DATA PROVIDED:
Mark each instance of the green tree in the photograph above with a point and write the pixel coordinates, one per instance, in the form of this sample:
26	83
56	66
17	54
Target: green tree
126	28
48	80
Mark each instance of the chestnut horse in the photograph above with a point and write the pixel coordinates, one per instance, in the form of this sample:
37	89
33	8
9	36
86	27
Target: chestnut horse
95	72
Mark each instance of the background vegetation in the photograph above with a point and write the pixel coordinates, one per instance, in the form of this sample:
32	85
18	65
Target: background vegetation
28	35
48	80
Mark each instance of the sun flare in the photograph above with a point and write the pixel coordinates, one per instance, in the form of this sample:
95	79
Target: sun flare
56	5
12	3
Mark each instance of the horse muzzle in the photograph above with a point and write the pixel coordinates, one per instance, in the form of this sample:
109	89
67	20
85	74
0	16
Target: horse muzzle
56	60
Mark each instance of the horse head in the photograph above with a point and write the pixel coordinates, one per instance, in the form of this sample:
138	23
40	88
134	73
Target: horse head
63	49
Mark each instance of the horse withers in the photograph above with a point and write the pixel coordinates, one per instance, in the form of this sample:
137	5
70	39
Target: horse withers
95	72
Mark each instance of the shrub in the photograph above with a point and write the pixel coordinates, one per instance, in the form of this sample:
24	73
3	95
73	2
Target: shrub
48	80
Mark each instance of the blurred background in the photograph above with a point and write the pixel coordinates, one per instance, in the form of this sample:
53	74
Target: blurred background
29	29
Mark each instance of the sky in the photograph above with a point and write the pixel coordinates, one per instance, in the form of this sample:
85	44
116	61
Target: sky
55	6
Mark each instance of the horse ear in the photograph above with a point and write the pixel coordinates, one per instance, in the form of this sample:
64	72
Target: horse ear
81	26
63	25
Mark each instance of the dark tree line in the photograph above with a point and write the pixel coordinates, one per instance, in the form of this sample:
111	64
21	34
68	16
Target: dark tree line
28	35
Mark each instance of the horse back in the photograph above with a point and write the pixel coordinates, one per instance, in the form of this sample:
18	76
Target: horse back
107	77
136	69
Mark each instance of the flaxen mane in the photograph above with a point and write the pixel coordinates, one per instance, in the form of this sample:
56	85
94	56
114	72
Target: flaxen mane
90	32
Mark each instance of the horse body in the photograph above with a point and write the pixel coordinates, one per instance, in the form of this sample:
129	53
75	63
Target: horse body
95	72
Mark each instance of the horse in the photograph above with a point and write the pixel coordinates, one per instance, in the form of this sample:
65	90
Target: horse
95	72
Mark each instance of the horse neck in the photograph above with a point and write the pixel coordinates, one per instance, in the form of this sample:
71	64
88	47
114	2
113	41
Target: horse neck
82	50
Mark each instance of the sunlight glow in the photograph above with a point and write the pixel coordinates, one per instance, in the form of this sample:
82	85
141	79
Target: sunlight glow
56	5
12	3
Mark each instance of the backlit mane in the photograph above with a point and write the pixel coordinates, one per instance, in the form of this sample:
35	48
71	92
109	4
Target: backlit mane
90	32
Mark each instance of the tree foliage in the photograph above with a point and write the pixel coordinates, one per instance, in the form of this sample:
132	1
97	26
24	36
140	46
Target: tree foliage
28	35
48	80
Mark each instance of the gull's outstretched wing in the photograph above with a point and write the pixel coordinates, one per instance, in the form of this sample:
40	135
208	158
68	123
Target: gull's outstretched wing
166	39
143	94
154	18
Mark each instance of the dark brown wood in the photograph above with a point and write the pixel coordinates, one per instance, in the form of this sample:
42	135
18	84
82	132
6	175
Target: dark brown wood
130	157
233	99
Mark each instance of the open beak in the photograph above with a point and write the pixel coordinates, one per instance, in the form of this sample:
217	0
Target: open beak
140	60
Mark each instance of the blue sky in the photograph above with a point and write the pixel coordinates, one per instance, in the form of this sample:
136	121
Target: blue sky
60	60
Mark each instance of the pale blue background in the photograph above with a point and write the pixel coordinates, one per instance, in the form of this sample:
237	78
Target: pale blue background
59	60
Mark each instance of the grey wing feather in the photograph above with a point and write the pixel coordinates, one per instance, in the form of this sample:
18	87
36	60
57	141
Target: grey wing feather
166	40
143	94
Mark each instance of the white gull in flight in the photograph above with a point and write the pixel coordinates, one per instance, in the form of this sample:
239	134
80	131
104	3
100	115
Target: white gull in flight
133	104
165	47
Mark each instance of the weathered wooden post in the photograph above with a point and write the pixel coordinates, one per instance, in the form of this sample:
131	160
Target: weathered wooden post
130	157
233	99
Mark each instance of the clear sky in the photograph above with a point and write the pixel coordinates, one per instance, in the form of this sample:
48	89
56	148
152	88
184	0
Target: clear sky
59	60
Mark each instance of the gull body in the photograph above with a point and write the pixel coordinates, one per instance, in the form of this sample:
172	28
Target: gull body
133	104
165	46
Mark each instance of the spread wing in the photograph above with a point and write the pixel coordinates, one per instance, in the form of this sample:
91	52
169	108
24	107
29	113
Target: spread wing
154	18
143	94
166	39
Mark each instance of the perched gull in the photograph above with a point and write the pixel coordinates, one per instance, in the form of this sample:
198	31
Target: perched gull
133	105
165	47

--

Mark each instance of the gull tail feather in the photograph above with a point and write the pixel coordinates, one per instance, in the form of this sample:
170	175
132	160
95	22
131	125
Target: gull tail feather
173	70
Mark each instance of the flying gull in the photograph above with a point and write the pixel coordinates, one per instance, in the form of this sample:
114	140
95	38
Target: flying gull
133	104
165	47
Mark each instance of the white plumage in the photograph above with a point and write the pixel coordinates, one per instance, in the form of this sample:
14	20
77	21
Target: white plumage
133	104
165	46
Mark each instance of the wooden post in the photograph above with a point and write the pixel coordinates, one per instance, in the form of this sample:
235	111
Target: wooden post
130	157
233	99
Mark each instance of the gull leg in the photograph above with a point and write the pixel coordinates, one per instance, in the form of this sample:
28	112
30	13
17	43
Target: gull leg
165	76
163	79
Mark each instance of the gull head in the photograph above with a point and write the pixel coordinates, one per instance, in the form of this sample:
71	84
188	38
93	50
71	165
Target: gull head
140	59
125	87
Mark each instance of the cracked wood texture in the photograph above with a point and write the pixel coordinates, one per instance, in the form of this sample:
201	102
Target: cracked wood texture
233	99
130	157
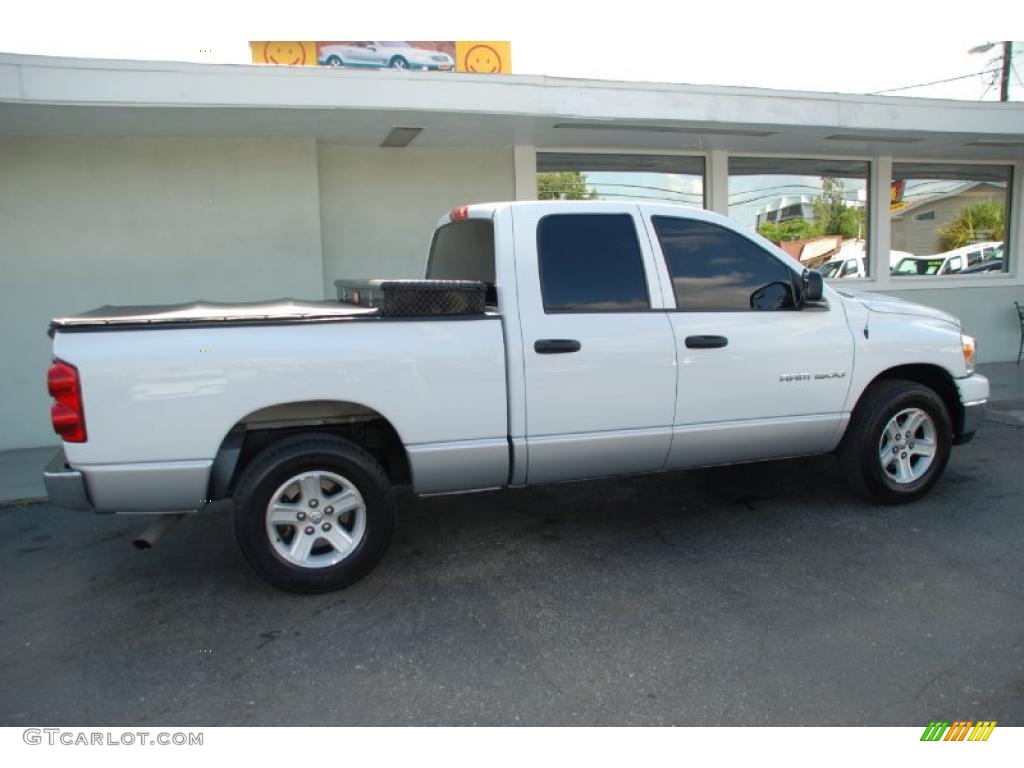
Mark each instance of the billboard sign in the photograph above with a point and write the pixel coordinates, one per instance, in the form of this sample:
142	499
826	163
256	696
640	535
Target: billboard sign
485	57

--

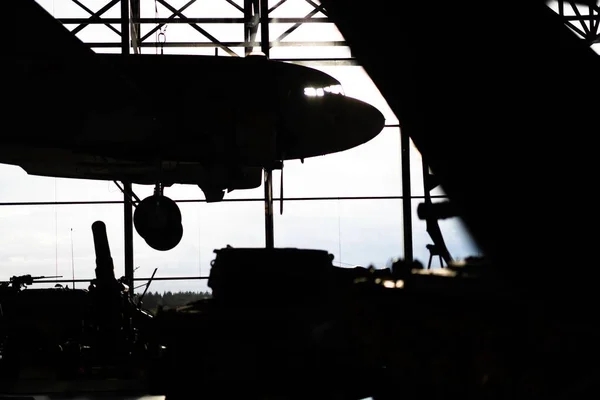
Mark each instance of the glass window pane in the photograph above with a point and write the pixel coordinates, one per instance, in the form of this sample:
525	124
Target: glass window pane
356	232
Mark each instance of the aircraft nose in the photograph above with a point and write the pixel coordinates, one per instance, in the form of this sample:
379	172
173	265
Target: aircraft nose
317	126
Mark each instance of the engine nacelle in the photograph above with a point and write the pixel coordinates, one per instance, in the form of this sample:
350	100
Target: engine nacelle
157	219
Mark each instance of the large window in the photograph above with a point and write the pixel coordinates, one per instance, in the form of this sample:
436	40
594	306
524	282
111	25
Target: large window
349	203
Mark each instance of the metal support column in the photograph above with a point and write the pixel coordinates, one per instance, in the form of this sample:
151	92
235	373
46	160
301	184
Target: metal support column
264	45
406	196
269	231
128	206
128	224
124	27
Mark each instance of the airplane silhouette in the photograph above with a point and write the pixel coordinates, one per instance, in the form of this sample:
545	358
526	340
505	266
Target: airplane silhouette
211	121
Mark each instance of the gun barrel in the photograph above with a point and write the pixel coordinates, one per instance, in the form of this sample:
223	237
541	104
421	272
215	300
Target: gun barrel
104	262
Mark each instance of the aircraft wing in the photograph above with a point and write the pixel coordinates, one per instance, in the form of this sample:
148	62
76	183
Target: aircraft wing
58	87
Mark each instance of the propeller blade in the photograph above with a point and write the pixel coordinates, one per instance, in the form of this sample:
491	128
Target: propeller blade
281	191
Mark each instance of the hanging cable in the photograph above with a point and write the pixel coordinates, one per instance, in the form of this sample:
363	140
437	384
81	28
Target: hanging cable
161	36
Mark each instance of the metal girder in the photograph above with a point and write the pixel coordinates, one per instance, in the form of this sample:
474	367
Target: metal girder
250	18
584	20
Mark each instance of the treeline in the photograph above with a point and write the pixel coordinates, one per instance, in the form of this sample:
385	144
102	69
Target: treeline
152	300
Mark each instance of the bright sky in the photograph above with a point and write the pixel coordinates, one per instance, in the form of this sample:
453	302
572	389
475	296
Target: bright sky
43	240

TASK DESCRIPTION:
State how many lines of the records contain the string "flying". Reply with the number alone.

SOLUTION:
2